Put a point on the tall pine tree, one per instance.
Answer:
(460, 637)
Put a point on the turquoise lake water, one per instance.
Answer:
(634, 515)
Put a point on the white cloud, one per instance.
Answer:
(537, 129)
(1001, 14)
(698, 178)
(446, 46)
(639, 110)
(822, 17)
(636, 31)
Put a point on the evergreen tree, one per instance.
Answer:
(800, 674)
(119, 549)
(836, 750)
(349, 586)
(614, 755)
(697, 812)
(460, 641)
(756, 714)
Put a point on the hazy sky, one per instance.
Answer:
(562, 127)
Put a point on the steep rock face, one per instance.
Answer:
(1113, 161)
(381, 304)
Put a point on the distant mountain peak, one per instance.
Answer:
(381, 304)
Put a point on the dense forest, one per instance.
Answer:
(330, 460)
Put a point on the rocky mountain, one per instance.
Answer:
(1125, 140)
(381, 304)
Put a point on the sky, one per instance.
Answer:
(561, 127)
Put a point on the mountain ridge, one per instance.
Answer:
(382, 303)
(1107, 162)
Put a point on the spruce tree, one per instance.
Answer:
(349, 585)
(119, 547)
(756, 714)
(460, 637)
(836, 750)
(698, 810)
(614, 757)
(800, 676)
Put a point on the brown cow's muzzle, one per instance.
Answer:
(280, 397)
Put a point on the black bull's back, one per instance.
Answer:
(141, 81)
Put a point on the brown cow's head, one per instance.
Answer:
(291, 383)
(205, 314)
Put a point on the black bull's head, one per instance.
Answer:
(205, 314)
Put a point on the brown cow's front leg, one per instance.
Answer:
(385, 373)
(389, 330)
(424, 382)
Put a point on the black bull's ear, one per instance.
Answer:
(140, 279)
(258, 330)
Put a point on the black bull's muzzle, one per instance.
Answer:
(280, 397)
********
- [Task]: Format every line of the records above as a JSON list of strings, one string per line, leaving out blank lines.

- [Task solution]:
[
  "Put a point on the tall pine tree, one per instance.",
  "Answer:",
  "(460, 637)",
  "Put a point on the turquoise lake water, one per instance.",
  "Answer:",
  "(634, 515)",
  "Put a point on the white cloud, one per instance.",
  "Answer:",
  "(537, 129)",
  "(1001, 14)",
  "(698, 178)",
  "(446, 46)",
  "(639, 110)",
  "(822, 17)",
  "(636, 31)",
  "Put a point on the evergreen tree, one per instance.",
  "Answer:",
  "(800, 674)",
  "(119, 549)",
  "(836, 750)",
  "(349, 586)",
  "(614, 755)",
  "(697, 812)",
  "(460, 641)",
  "(756, 714)",
  "Put a point on the hazy sky, one per instance.",
  "Answer:",
  "(562, 127)",
  "Put a point on the steep rock face, one per instance.",
  "Answer:",
  "(1113, 161)",
  "(381, 304)",
  "Put a point on the distant mountain peak, one per instance.",
  "Answer:",
  "(381, 304)",
  "Put a point on the dense forest, one per instance.",
  "Answer:",
  "(330, 460)",
  "Put a point on the rocky mountain, one per instance.",
  "Answer:",
  "(1125, 140)",
  "(381, 304)",
  "Put a point on the sky, one per instance.",
  "Answer:",
  "(561, 127)",
  "Put a point on the mountain ridge, one per instance.",
  "Answer:",
  "(382, 303)",
  "(1107, 162)",
  "Put a point on the spruce tree, one per instance.",
  "Answer:",
  "(349, 585)",
  "(119, 547)",
  "(756, 714)",
  "(460, 637)",
  "(836, 750)",
  "(698, 810)",
  "(614, 757)",
  "(800, 676)",
  "Put a point on the brown cow's muzzle, one per instance.",
  "Answer:",
  "(280, 397)",
  "Put a point on the black bull's back, one per instance.",
  "Answer:",
  "(141, 81)",
  "Put a point on the brown cow's head, one per instance.",
  "Answer:",
  "(291, 383)",
  "(205, 314)",
  "Put a point on the black bull's head, one per instance.",
  "Answer:",
  "(205, 314)",
  "Put a point on the brown cow's front leg, one per instance.",
  "Answer:",
  "(385, 373)",
  "(389, 330)",
  "(424, 382)",
  "Put a point on the black bull's ear, one per instance.",
  "Answer:",
  "(140, 279)",
  "(258, 330)",
  "Put a point on the black bull's muzzle, one per instance.",
  "Answer:",
  "(280, 397)"
]